*Problem requirements*: Reproduce without any change the part of the entries that opens at their very first line and closes with the line containing "negative clicks: (286, 228)", including both ends.

*Exercise materials*:
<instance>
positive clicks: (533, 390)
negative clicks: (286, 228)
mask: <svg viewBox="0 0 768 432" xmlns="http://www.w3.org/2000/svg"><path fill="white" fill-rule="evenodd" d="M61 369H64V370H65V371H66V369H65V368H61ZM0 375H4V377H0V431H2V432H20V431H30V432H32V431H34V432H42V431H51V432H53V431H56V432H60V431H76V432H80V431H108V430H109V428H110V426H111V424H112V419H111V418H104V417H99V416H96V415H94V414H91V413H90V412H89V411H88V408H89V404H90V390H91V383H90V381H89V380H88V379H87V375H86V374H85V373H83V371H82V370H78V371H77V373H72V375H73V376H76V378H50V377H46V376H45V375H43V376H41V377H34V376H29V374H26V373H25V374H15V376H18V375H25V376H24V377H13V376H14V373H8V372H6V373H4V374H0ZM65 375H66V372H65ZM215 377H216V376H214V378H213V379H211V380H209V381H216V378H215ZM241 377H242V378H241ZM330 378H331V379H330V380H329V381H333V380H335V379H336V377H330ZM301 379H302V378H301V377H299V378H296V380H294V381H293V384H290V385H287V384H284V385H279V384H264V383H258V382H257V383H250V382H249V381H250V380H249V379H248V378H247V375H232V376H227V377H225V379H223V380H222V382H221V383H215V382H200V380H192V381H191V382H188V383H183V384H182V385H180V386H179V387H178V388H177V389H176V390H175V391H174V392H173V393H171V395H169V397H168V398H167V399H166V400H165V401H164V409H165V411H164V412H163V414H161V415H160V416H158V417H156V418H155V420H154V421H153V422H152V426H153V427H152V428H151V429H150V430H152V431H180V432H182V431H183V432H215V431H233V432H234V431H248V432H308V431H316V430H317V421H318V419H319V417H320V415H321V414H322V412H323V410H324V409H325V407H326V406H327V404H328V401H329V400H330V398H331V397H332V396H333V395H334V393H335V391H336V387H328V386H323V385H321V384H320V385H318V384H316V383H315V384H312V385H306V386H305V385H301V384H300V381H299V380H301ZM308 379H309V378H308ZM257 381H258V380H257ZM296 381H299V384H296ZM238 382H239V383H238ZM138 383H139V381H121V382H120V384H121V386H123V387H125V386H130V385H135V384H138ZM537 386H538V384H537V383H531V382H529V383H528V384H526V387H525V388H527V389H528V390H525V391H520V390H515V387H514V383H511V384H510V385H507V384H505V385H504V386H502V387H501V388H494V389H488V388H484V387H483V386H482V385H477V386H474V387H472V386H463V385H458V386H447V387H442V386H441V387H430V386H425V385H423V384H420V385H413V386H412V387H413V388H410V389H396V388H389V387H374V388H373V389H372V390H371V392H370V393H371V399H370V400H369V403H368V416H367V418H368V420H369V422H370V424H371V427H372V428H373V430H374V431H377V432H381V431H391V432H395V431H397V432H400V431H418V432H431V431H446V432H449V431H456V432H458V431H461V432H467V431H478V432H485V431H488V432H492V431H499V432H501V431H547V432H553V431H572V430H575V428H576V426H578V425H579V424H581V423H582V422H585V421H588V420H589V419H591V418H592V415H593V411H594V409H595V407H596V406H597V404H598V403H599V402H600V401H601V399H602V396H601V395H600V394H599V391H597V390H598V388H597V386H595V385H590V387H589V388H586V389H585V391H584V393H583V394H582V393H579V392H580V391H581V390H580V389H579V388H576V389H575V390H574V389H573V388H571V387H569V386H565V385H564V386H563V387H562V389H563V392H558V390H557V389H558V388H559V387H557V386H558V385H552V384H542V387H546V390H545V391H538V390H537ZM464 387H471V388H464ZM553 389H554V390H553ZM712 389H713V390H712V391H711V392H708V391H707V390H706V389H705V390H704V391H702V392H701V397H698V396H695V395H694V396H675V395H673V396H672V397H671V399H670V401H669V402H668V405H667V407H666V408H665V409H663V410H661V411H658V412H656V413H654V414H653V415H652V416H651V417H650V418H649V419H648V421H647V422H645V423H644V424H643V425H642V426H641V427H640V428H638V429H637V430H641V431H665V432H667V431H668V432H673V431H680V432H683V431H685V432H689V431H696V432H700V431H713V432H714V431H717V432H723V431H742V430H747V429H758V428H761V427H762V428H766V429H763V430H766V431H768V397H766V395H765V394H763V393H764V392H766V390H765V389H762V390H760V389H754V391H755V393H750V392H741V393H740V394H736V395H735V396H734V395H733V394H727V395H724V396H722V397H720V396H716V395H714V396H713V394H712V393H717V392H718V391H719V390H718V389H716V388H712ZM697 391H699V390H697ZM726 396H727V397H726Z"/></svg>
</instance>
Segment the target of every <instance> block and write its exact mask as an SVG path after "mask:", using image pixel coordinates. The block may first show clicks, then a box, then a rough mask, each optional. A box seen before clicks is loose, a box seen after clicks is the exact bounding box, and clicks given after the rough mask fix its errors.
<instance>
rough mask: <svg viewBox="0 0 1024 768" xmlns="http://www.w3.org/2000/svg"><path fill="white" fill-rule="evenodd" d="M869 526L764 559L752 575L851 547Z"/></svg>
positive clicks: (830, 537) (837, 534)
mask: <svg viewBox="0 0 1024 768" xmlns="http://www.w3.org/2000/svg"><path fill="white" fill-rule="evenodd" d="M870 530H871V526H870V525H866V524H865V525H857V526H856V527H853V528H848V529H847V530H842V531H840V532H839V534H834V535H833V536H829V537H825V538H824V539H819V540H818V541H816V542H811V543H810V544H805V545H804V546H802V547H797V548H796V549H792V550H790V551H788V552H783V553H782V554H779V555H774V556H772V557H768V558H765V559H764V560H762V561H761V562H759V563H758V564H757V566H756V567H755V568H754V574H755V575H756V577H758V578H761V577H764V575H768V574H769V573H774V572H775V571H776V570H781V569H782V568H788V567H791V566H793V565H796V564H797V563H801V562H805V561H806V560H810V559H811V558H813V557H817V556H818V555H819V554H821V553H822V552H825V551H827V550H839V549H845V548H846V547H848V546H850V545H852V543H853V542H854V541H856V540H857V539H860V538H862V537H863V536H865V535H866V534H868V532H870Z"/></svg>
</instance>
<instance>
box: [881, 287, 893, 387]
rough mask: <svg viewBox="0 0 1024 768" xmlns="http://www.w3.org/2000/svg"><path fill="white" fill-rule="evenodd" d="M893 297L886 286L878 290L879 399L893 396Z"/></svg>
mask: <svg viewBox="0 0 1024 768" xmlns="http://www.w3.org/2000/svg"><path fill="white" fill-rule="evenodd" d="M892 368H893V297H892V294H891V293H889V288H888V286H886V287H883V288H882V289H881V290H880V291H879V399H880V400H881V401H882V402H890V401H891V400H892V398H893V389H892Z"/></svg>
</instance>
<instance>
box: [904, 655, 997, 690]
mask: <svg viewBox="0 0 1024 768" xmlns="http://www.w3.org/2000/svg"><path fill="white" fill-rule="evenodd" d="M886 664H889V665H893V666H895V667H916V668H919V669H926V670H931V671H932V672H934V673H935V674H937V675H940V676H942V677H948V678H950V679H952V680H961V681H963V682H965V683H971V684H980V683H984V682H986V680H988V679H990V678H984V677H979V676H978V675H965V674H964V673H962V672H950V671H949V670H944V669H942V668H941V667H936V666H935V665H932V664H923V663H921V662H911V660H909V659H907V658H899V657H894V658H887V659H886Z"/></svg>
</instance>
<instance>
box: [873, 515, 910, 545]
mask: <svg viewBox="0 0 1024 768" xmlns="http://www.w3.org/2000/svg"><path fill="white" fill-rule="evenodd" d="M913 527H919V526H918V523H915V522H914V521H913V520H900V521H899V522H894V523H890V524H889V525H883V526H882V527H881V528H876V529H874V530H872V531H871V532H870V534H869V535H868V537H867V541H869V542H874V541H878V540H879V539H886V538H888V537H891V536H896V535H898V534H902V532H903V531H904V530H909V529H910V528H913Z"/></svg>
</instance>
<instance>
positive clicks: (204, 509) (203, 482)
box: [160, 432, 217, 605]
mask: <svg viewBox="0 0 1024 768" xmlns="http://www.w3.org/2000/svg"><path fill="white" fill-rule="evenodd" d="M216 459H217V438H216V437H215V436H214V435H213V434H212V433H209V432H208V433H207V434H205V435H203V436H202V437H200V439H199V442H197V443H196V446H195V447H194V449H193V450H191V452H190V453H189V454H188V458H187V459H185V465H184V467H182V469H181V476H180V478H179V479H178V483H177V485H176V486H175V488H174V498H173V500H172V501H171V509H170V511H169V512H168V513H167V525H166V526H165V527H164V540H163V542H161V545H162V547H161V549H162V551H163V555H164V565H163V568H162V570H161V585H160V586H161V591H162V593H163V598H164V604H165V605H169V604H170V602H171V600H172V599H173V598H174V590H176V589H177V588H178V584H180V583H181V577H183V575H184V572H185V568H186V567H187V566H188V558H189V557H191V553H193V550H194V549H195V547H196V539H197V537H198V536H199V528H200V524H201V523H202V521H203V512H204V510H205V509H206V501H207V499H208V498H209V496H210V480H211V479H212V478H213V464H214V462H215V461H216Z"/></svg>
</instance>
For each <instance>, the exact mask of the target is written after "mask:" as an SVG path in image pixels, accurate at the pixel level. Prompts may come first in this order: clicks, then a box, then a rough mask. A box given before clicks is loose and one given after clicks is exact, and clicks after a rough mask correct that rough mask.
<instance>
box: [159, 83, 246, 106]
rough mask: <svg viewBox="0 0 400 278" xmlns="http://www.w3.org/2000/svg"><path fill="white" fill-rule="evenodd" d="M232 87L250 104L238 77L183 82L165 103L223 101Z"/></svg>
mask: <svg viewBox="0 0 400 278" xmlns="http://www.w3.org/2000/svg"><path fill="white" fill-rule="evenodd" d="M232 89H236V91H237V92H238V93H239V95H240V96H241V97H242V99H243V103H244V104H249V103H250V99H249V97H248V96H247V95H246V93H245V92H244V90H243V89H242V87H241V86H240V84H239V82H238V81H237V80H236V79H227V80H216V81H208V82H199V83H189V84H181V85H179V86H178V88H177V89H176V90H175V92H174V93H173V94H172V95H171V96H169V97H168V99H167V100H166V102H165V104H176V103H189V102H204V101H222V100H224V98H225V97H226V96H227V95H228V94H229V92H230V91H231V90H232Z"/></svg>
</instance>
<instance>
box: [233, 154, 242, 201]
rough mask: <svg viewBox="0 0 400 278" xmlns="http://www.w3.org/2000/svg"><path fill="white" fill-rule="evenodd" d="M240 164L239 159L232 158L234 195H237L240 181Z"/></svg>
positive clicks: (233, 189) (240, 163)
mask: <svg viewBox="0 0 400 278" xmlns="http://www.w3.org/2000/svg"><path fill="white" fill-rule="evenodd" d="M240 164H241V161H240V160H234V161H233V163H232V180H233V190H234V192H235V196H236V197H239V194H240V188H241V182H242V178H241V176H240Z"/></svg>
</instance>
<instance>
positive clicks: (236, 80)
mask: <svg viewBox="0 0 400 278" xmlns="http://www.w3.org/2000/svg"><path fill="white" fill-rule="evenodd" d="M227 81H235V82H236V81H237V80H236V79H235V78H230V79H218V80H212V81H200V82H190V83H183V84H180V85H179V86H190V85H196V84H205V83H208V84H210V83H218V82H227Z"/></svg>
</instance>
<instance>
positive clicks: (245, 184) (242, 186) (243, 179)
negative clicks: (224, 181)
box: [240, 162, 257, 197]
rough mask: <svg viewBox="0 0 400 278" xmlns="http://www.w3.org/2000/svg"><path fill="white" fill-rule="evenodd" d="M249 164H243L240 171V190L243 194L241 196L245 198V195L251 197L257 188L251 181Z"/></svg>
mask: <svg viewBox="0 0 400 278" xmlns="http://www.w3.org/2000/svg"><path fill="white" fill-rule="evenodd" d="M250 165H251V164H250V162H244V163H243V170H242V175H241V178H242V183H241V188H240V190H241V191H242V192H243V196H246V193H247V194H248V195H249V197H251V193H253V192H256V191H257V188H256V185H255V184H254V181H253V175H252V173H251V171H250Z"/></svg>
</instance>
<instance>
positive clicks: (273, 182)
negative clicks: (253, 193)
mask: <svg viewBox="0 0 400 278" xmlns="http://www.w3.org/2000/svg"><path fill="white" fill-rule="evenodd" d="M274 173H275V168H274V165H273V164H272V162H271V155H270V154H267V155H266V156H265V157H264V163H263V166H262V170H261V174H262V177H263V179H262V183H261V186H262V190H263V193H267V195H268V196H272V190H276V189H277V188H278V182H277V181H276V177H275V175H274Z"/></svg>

*Answer for this exercise*:
<instance>
positive clicks: (533, 390)
negative clicks: (286, 228)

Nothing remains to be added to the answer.